● DOCUMENT EXCERPT:
R.T. Moore

Personal information
- Full name: Ryan T. Moore
- Date of birth: January 7, 1976 (age 50)
- Place of birth: Rockford, Illinois, U.S.
- Height: 6 ft 0 in (1.83 m)
- Position: Defender

Youth career
- 1994–1997: Maryland Terrapins

Senior career*
- Years: Team / Apps / (Gls)
- 1998–1999: Tampa Bay Mutiny / 19 / (0)
- 1998: → MLS Pro 40 (loan) / 9 / (0)
- 2000: Rockford Raptors

= R. T. Moore (soccer) =

American soccer player

Ryan T. Moore is an American retired soccer defender who spent a season and a half in Major League Soccer with the Tampa Bay Mutiny.

● WORK ORDER: Reproduce the part of the R. T. Moore profile that starts at "- Place of birth: Rockford, Illinois, U.S." and ends after "(loan) / 9 / (0)".

● EXCERPTED RECORDS:
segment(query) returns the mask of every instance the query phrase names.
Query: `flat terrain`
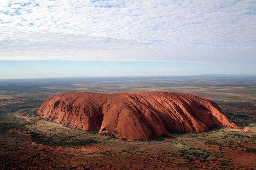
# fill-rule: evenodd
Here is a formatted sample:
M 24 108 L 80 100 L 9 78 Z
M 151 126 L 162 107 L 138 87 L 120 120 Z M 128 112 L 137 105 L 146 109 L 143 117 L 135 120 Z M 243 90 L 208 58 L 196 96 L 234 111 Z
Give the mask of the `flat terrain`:
M 194 76 L 0 80 L 0 169 L 248 169 L 256 167 L 256 77 Z M 42 119 L 37 109 L 66 91 L 158 90 L 213 100 L 243 129 L 172 132 L 127 142 Z

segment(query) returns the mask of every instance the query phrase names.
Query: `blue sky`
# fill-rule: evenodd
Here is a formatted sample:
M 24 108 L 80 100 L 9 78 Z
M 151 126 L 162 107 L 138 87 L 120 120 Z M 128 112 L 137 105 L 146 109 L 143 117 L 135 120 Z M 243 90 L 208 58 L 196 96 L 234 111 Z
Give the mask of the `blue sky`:
M 162 62 L 2 60 L 0 61 L 0 79 L 193 75 L 223 72 L 246 74 L 248 69 L 241 66 L 219 68 L 205 64 Z
M 255 74 L 255 30 L 254 0 L 1 0 L 0 78 L 48 77 L 40 65 L 56 60 L 69 65 L 57 77 L 90 64 L 95 76 Z

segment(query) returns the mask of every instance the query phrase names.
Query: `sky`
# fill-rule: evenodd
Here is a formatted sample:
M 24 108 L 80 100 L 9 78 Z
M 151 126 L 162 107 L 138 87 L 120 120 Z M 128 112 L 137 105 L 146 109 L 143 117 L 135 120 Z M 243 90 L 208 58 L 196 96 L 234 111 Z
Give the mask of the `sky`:
M 253 0 L 1 0 L 0 78 L 255 75 L 255 30 Z

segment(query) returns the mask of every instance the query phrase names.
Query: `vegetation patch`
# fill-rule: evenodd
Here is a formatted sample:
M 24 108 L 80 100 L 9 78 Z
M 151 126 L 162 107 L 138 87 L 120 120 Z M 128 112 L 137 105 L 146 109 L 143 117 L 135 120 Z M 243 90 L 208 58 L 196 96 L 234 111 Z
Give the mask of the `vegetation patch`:
M 0 134 L 6 133 L 9 130 L 27 130 L 25 126 L 30 125 L 28 122 L 23 123 L 3 123 L 0 124 Z
M 182 149 L 178 150 L 178 153 L 179 156 L 183 157 L 189 162 L 197 160 L 201 162 L 205 162 L 207 161 L 215 161 L 217 159 L 214 154 L 199 148 L 190 148 L 188 149 Z
M 88 145 L 96 142 L 92 138 L 84 139 L 72 139 L 72 137 L 51 136 L 48 137 L 42 134 L 31 132 L 30 133 L 32 141 L 38 143 L 50 146 L 74 147 Z

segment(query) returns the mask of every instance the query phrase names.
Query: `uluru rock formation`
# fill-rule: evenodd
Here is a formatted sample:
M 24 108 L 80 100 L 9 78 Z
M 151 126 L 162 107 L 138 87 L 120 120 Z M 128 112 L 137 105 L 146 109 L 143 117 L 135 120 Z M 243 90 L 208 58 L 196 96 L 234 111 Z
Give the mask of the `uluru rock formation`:
M 177 93 L 67 92 L 46 100 L 38 113 L 82 130 L 130 140 L 170 136 L 175 131 L 205 132 L 216 126 L 240 128 L 213 101 Z

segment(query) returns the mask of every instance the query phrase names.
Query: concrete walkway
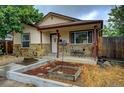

● WRITTEN ANSWER:
- Place of birth: Rockford, Illinois, U.S.
- Height: 6 ft 0 in (1.83 m)
- Position: Defender

Youth career
- 1994–1997: Maryland Terrapins

Senior career*
- Years: Team / Apps / (Gls)
- 1998–1999: Tampa Bay Mutiny / 19 / (0)
- 1998: → MLS Pro 40 (loan) / 9 / (0)